* [Exercise]
Rewrite the data below as a JSON array of strings, with one string for each line and any blank lines omitted.

++++++++++

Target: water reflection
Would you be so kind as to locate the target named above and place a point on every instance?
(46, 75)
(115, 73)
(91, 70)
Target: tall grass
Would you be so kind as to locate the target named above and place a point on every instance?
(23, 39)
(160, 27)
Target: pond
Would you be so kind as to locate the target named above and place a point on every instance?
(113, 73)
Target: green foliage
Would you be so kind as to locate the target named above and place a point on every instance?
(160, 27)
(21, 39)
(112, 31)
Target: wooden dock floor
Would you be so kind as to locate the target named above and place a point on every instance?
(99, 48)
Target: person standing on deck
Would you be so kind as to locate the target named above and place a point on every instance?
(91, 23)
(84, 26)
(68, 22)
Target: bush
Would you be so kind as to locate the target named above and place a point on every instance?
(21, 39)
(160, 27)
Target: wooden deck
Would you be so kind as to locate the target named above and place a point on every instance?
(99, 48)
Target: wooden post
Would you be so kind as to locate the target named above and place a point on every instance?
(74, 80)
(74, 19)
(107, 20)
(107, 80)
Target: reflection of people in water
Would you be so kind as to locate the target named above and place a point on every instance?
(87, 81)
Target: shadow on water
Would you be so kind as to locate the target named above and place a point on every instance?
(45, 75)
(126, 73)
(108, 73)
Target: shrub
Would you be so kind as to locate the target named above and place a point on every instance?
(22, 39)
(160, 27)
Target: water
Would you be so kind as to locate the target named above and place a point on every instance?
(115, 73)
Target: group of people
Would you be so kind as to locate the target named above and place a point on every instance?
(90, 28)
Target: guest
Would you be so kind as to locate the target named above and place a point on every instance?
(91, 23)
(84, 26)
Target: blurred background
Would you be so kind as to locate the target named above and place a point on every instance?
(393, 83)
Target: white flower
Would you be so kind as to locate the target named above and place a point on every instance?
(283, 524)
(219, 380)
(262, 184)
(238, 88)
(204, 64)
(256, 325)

++++++++++

* [Answer to the exercise]
[
  "Target: water reflection",
  "Would you be so kind as to locate the target named above and place a point on every instance?",
  "(46, 75)",
  "(115, 73)",
  "(91, 70)",
  "Target: tall grass",
  "Would you be so kind as to locate the target named above and place a point on every instance?",
  "(23, 39)",
  "(160, 27)",
  "Target: pond",
  "Would you be so kind as to locate the target named above and place a point on every instance?",
  "(113, 73)",
  "Target: green foliage",
  "Would you be so kind as to locate the target named above and place a point on every instance?",
  "(160, 27)",
  "(21, 39)",
  "(112, 31)",
  "Target: wooden dock floor",
  "Would you be so kind as to locate the target named above and place a point on every instance?",
  "(99, 48)",
  "Target: person standing on deck",
  "Would you be so kind as to locate the target named above and place a point on every instance?",
  "(91, 23)",
  "(84, 26)",
  "(68, 22)",
  "Target: bush",
  "Would you be so kind as to locate the target named above and place a point on every instance?",
  "(21, 39)",
  "(160, 27)",
  "Target: wooden deck",
  "Would you be so kind as to locate the target named above and place a point on every instance?",
  "(99, 48)",
  "Target: wooden post",
  "Would you be so kind as to locate the target named above and place a point on every instance?",
  "(74, 80)",
  "(74, 19)",
  "(107, 20)",
  "(107, 80)",
  "Target: reflection of people in water",
  "Would you be so kind as to locate the target named above and place a point on every instance?",
  "(87, 81)",
  "Target: shadow on water",
  "Would you be so kind as to locate the target named above and place a point on every instance?",
  "(45, 75)",
  "(126, 73)",
  "(108, 73)",
  "Target: shrub",
  "Would you be so kind as to locate the target named above and place a point on every instance?",
  "(22, 39)",
  "(160, 27)",
  "Target: water",
  "Would you be so kind as to locate the target named above and place a point on every instance?",
  "(115, 73)",
  "Target: group of people",
  "Would you be so kind as to locate the target named above and place a point on every instance?",
  "(90, 28)",
  "Target: guest",
  "Would you be so kind as to locate the target named above and place a point on every instance?",
  "(91, 23)",
  "(84, 26)",
  "Target: blurred background",
  "Would you be so kind as to locate the target named above and place a point on every instance?",
  "(393, 83)",
  "Target: white flower",
  "Would you be so kind as to locate the target named above and place a point on every instance?",
  "(283, 524)",
  "(219, 380)",
  "(262, 184)",
  "(238, 88)",
  "(204, 64)",
  "(256, 325)"
]